Sternstunde der Kammermusik im „Haus Patio“ erlebt
André Parfenov und Juliana Münch begeistern im Rahmen des Stolberger Musiksommers mit nuancenreichen Interpretationen
Stolberg. Eine Sternstunde der Kammermusik erlebten die Zuhörer in Stolbergs neuem Konzertsaal am Steinweg. Im Rahmen des Stolberger Musiksommers boten André Parfenov und Juliana Münch virtuose, nuancenreiche und ausdrucksvolle Interpretationen von fantasievollen Kompositionen, wobei russische Werke überwogen. Die Besucher wurden reichlich belohnt, denn nicht nur der äußere Rahmen war erfreulich gut hergerichtet, auch die beiden Protagonisten konnten begeistern, weil sie selbst begeistert waren.
Ein Scherz mit dem Scherzo
Im gemütlich eingerichteten Wohnzimmer des „Hauses Patio“ von Möbel Kaesmacher stand der Flügel für den Ausnahmepianisten André Parfenov bereit, der mit Rachmaninoffs „Prélude cis-moll“ den Konzertabend einläutete. Über 1 Million mal ist dieses Stück bei Youtube bereits angeklickt worden und zählt damit zu den weltweit bekanntesten Stücken aus russischer Feder. Kurz nach seinem Erscheinen ging es um die Welt und brachte dem Namen des Komponisten eine beispiellose Popularität ein.

• _DATENLISTE_:
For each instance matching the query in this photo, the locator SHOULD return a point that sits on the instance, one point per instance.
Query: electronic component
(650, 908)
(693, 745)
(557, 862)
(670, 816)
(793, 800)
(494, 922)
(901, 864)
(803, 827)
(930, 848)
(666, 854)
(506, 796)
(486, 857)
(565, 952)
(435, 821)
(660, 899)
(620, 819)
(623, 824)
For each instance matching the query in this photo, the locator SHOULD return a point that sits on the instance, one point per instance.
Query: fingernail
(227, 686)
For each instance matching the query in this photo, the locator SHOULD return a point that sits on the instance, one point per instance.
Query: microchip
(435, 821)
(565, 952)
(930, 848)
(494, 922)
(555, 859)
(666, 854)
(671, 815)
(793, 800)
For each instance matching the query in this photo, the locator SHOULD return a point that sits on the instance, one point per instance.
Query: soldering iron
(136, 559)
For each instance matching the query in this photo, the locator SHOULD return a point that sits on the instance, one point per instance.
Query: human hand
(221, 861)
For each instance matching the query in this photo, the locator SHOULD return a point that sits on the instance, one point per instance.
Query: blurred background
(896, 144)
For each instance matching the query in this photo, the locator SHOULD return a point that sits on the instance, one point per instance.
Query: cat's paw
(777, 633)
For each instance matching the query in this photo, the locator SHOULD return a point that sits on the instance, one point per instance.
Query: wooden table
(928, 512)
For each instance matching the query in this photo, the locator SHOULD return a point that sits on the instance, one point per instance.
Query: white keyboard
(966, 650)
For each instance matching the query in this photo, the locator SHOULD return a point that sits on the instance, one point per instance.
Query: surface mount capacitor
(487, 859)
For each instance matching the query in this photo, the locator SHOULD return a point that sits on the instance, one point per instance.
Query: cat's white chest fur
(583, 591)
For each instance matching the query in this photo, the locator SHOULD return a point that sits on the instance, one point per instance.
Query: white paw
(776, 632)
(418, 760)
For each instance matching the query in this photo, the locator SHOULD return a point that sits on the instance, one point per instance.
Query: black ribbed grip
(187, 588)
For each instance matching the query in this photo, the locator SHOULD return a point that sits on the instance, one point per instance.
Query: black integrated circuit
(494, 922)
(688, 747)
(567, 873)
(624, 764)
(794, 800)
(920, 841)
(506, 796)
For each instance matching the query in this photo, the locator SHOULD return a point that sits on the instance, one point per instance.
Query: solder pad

• _AUFGABEN_:
• a. Beantworten Sie anhand des Konzertberichts folgende Fragen:
(i) An welcher Straße liegt Stolbergs neuer Konzertsaal?
(ii) Mit welchem Stück eröffnete André Parfenov den Konzertabend?
(iii) Wie oft wurde dieses Stück bei Youtube bereits angeklickt?
• b. Erläutern Sie in ein bis drei Sätzen, weshalb André Parfenov und Juliana Münch laut dem Konzertbericht das Publikum begeistern konnten.
• c. Führen Sie den Konzertbericht über den Abend im „Haus Patio“ im Anschluss an seinen letzten Satz fort.

• _ANTWORTEN JE AUFGABE_:
• a.
(i) Am Steinweg.
(ii) Mit Rachmaninoffs „Prélude cis-moll“.
(iii) Über 1 Million mal.

• b. Die beiden Protagonisten konnten begeistern, weil sie selbst begeistert waren. Dazu boten sie virtuose, nuancenreiche und ausdrucksvolle Interpretationen fantasievoller Kompositionen.

• c.
Was in Stolberg keiner wusste: Dem Verleger, dem der Komponist die Urheberrechte kurz vorher für 50 Rubel verkauft hatte, brachte dieses Stück Millionen ein, der Komponist selbst habe daran nichts mehr verdient, so André Parfenov. Juliana Münch (Violine) erklärte im weiteren Verlauf, das ihnen bei der Interpretation der verschiedenen Stücke der Mensch dahinter immer wichtig sei. Perfektion allein sei zu wenig, sondern nur Voraussetzung auf dem Weg für die inhaltlichen Dimensionen.
Einen musikalischen Scherz gab es mit dem „Scherzo Nr. 1 h-moll“, das 1832 fertiggestellt wurde und Chopin seinem Freund Tomas Albrecht gewidmet hatte. In dem langsamen Mittelteil hatte er ein polnisches, als Wiegenlied getarntes Volkslied eingearbeitet.
Der nächste russische Komponist war Tschaikowski: Seine Melodie in Es-Dur spielten die beiden mit Charme, Eleganz und Brillanz.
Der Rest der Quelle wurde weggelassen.